### Source passage
★ ★ ★ ★

SYNTHESIS NOTE
Training, RL, and Test-Time Scaling

Does the choice of RL algorithm actually matter for reasoning?

Expert Iteration, PPO, and RC-RL show similar performance on reasoning tasks. The question is whether algorithm choice drives results or whether something deeper—like the pretrained model itself—sets the real limits.

Synthesis note · 2026-02-22 · sourced from Reasoning by Reflection
How should we allocate compute budget at inference time? How should researchers navigate LLM reasoning research?

"Teaching Large Language Models to Reason with RL" tests Expert Iteration, PPO, and Return-Conditioned RL across multiple model sizes and initialization conditions with both sparse and dense rewards. Result: performance differences across algorithms are small and convergence behavior is similar. More strikingly, RL training does not improve pass@n scores beyond what light supervised fine-tuning achieves with the same rollout budget.

The mechanism: LLMs require a pretrained prior to navigate the high-dimensional text action space — without it, exploration would be computationally impossible. But this prior simultaneously constrains what gets explored. The model generates variations on what it already knows rather than discovering genuinely novel solutions. Regardless of which RL algorithm manages the update step, the same pretrained exploration prior shapes the solution distribution at convergence.

Additional SFT training before RL makes this worse. More SFT concentrates the prior distribution further — the model converges faster on familiar patterns, which means the RL exploration from that point is more constrained, not less. The result: more SFT → tighter prior → smaller effective exploration space → RL finds less.

★ ★ ★ ★

### Information given
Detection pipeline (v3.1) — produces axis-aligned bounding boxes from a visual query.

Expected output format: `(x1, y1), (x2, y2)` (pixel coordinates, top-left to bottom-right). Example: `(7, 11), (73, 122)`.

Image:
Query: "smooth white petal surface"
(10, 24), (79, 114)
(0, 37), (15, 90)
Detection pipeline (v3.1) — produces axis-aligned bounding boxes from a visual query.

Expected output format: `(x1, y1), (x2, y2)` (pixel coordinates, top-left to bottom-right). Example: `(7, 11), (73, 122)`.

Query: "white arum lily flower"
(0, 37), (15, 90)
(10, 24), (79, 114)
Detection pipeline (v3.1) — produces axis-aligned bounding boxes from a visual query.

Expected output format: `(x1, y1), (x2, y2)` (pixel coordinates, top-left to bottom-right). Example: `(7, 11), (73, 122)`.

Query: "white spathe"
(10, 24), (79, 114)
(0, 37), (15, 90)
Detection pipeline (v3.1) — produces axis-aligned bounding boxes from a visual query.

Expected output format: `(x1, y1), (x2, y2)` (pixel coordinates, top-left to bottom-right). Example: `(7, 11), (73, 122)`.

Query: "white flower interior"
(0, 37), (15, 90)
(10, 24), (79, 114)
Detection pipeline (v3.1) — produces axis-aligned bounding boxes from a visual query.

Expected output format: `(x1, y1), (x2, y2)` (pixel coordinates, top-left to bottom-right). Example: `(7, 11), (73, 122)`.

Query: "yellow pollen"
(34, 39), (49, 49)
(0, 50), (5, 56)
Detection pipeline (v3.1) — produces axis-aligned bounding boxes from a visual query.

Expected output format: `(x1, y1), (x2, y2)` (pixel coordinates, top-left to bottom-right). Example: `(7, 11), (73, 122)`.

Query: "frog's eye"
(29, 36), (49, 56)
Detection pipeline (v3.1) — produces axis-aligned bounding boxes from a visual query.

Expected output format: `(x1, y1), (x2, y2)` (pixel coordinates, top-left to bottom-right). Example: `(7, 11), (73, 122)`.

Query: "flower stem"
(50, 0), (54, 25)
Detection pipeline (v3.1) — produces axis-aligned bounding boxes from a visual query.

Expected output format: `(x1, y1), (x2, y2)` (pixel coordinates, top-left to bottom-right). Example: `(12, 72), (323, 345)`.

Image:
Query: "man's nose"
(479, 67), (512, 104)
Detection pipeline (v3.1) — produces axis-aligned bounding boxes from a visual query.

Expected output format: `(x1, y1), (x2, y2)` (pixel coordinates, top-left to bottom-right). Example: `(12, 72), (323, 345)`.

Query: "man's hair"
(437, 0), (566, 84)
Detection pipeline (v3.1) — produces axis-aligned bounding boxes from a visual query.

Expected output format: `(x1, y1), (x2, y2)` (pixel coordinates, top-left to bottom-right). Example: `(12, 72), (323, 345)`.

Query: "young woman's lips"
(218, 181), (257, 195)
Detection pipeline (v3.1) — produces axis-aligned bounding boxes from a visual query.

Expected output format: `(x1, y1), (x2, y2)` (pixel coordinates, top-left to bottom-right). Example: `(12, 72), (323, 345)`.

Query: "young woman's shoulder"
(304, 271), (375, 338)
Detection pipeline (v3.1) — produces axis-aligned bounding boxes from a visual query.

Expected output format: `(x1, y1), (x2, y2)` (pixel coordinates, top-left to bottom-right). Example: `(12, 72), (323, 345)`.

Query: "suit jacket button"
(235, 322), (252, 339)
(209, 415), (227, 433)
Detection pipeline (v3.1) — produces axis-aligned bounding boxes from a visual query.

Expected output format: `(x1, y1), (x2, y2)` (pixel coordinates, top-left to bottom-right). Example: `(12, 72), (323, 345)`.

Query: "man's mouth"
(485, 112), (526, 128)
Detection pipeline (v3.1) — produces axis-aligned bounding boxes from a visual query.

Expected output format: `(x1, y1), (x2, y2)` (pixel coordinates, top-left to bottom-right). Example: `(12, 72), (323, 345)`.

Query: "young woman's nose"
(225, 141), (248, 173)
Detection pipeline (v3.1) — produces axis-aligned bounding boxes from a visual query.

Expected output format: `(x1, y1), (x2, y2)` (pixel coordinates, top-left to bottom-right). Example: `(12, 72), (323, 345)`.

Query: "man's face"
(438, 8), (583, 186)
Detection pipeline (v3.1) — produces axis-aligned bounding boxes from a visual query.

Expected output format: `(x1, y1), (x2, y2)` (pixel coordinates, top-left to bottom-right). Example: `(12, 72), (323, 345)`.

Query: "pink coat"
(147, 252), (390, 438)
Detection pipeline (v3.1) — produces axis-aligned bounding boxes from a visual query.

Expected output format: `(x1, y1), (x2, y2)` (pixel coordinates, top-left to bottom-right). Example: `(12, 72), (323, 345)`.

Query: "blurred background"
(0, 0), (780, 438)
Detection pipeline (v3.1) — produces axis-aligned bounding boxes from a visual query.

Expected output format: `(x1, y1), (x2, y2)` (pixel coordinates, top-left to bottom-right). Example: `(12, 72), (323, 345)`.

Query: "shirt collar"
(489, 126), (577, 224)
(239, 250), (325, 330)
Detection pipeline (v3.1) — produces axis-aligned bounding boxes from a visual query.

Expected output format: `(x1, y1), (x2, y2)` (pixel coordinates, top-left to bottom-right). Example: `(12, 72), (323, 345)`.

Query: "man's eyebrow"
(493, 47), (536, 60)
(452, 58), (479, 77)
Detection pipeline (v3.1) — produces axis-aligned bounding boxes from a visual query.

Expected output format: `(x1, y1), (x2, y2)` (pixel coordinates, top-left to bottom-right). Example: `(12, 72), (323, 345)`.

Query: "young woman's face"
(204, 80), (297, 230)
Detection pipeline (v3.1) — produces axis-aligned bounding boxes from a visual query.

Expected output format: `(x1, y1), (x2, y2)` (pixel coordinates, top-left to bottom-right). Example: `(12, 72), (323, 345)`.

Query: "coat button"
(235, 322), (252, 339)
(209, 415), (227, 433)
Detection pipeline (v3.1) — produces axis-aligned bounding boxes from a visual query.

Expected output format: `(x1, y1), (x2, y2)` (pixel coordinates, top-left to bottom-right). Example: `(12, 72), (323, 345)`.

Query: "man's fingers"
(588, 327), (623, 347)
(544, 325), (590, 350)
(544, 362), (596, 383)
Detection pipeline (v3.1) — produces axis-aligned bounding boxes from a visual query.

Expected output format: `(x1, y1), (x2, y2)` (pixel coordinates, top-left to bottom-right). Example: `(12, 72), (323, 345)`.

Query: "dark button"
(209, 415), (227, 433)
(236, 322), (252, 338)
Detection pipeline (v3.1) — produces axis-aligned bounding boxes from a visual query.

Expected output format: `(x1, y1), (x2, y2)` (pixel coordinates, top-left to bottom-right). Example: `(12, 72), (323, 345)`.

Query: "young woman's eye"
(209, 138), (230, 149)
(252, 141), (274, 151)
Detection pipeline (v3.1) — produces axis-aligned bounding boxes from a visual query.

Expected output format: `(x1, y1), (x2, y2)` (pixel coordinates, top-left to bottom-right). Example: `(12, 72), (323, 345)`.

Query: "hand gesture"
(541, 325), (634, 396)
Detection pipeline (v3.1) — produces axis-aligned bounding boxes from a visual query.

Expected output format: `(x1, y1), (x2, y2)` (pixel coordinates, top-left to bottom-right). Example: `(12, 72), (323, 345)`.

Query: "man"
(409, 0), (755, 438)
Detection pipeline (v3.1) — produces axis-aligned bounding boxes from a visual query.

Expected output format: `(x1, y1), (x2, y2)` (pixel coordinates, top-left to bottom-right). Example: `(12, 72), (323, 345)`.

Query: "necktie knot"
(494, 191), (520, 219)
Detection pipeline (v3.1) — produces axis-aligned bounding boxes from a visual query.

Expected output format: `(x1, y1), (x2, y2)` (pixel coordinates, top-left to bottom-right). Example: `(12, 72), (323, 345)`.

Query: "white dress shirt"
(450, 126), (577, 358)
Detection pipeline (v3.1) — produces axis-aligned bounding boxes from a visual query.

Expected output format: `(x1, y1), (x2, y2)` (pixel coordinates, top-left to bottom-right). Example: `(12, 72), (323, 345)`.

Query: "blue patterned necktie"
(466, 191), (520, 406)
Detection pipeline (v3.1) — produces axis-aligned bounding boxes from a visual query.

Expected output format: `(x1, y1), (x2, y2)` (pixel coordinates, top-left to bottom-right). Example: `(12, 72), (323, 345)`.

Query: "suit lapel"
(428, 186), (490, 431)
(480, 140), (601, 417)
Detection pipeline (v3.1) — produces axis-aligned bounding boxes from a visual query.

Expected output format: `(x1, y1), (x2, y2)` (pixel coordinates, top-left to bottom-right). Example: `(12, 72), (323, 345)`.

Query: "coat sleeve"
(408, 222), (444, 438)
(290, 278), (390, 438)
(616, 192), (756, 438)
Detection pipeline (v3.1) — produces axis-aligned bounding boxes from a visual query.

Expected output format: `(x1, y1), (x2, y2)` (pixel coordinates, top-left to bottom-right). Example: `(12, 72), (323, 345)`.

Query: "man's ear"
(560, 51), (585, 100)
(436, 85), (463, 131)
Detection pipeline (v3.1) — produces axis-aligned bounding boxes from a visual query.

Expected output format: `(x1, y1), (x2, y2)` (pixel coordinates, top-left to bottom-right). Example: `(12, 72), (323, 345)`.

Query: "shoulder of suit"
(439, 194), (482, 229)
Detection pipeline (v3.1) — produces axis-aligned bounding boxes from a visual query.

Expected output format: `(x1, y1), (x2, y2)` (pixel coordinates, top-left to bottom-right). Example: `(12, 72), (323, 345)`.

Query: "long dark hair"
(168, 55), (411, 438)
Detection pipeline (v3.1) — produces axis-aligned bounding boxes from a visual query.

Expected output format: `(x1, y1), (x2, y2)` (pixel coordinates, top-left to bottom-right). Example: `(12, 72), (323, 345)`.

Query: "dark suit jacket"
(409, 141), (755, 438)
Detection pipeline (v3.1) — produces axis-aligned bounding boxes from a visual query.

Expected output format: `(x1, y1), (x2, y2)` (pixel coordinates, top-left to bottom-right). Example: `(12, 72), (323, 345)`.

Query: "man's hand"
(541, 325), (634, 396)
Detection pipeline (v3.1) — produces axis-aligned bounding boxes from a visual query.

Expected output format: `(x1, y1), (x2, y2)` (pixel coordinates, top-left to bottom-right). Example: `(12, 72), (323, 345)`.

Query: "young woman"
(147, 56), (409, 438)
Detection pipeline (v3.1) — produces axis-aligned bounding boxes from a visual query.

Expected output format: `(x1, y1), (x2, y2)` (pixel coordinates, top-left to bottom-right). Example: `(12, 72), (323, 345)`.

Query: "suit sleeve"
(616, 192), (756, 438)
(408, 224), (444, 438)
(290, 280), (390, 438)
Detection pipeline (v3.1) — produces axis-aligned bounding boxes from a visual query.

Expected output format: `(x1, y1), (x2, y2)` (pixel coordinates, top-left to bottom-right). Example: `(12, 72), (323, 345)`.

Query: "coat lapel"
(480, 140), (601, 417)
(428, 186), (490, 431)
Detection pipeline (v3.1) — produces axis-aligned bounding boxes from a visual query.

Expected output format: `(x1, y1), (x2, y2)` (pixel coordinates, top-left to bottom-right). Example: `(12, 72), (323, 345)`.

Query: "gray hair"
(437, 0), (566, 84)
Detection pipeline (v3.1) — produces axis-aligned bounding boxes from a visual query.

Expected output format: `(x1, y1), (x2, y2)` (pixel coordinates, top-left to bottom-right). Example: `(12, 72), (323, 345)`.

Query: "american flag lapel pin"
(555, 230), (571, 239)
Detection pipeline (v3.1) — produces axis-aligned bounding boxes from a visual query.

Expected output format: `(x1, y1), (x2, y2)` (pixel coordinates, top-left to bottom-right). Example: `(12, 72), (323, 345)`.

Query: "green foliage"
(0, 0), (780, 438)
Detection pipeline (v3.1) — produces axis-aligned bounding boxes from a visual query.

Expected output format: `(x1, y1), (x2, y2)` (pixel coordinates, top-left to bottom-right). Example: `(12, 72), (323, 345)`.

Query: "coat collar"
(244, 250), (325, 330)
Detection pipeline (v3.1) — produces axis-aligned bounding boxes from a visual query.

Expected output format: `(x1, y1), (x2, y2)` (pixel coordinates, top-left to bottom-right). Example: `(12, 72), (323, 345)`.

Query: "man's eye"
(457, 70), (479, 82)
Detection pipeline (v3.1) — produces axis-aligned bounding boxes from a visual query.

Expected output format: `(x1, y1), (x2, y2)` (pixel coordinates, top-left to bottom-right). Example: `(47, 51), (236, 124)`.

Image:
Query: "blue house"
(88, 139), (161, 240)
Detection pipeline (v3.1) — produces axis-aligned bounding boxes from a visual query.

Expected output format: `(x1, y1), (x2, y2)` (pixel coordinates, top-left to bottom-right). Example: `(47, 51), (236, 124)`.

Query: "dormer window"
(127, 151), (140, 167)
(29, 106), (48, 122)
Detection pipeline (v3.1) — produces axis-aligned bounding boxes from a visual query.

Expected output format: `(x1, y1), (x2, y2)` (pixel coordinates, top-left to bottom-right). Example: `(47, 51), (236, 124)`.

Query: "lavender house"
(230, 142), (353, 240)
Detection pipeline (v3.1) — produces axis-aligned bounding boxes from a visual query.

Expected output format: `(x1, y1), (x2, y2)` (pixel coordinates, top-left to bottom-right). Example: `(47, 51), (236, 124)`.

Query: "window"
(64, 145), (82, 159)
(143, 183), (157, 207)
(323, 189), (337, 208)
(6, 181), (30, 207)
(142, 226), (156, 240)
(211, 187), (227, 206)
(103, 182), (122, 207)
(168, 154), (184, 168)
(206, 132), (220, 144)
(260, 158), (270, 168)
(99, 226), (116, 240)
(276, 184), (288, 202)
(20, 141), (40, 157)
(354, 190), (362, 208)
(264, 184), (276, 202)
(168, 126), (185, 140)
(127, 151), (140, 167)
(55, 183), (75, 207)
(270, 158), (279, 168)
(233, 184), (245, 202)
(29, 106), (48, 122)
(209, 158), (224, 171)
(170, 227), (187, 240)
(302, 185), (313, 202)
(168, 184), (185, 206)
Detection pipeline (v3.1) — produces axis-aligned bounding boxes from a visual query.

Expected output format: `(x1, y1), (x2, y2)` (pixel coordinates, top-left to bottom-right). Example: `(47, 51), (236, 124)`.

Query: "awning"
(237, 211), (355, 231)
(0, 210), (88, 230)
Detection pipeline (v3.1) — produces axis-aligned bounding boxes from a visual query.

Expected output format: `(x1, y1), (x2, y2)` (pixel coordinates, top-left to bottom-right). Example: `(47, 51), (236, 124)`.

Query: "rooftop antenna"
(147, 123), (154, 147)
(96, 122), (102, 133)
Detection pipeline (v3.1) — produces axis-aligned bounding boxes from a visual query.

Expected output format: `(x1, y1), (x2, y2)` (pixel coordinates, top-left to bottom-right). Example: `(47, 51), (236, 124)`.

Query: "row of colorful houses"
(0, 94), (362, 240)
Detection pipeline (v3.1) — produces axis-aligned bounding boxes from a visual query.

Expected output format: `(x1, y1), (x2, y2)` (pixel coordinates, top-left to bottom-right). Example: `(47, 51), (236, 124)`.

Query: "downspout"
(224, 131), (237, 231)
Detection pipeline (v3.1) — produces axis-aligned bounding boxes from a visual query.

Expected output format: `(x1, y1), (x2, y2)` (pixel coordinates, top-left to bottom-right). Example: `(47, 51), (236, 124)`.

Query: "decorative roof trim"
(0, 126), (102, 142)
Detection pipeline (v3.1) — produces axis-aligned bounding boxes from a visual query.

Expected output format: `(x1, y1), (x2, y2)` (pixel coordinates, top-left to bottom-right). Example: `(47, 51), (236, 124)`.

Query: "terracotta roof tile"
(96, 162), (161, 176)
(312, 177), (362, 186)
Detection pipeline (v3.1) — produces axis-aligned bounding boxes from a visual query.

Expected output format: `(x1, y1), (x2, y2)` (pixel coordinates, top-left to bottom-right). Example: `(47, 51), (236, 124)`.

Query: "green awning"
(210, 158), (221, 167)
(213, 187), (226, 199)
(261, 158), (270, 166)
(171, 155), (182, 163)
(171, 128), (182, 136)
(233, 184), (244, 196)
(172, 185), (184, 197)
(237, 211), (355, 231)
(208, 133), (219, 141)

★ ★ ★ ★

Summarize the synthesis note on RL algorithms for reasoning in two sentences. The rows can be set aside.

Expert Iteration, PPO, and Return-Conditioned RL show small performance differences and similar convergence on reasoning tasks, and RL training does not raise pass@n scores beyond what light supervised fine-tuning achieves with the same rollout budget. The note attributes this to the pretrained prior, which makes exploration of the text action space possible but also constrains it, and says that more SFT before RL tightens that prior so RL finds less.